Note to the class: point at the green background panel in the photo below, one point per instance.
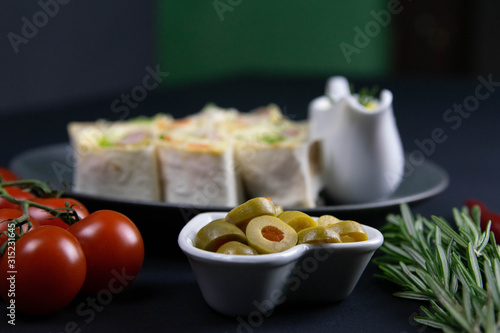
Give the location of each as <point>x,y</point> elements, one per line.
<point>197,42</point>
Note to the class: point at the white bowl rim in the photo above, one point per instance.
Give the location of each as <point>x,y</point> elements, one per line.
<point>186,245</point>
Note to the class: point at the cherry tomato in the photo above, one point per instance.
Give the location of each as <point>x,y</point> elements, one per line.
<point>45,218</point>
<point>113,247</point>
<point>50,270</point>
<point>7,175</point>
<point>486,216</point>
<point>7,214</point>
<point>17,193</point>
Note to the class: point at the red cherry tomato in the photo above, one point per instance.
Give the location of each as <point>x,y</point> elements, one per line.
<point>7,175</point>
<point>486,216</point>
<point>45,218</point>
<point>17,193</point>
<point>113,247</point>
<point>7,214</point>
<point>50,270</point>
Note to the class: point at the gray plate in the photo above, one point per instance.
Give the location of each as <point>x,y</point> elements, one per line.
<point>54,164</point>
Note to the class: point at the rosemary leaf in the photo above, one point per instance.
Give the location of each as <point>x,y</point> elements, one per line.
<point>456,272</point>
<point>474,266</point>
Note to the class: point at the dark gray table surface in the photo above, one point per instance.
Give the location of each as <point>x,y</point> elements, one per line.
<point>165,296</point>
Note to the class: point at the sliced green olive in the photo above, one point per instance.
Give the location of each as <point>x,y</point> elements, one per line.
<point>215,234</point>
<point>269,234</point>
<point>325,220</point>
<point>237,248</point>
<point>242,214</point>
<point>350,231</point>
<point>318,235</point>
<point>297,220</point>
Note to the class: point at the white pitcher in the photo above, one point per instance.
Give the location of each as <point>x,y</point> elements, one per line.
<point>363,157</point>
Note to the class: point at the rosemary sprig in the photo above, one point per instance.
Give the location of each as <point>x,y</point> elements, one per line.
<point>366,96</point>
<point>457,271</point>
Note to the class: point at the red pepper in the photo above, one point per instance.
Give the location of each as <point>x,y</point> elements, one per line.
<point>486,216</point>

> **Exercise goal**:
Find the string "photo" in the data. Report each line it appears in.

> **Response box**:
Note to the class: point at the green background panel in the photo below, one point per instance.
Note to the class: point at the white bowl rim in the photo above, one point per instance.
Note to the class: point at the cherry tomato in the photo above, one point per instance.
Note to the class: point at the red cherry tomato in the photo above, one point per instance.
Note to the class: point at the gray plate in the photo above, one point per instance.
Note to the class: point at the rosemary leaf in the photo above, one point per instance.
Note to the class: point at the dark gray table surface in the photo above, one point per instance.
Note to the class: point at the sliced green olive in the photo above, one point per instance.
Note to the class: point at the white pitcher in the photo above, one point per instance.
Note to the class: point at the rosemary sprig in the photo above, one point per instance.
Note to the class: point at the red pepper in the photo above, one point per instance.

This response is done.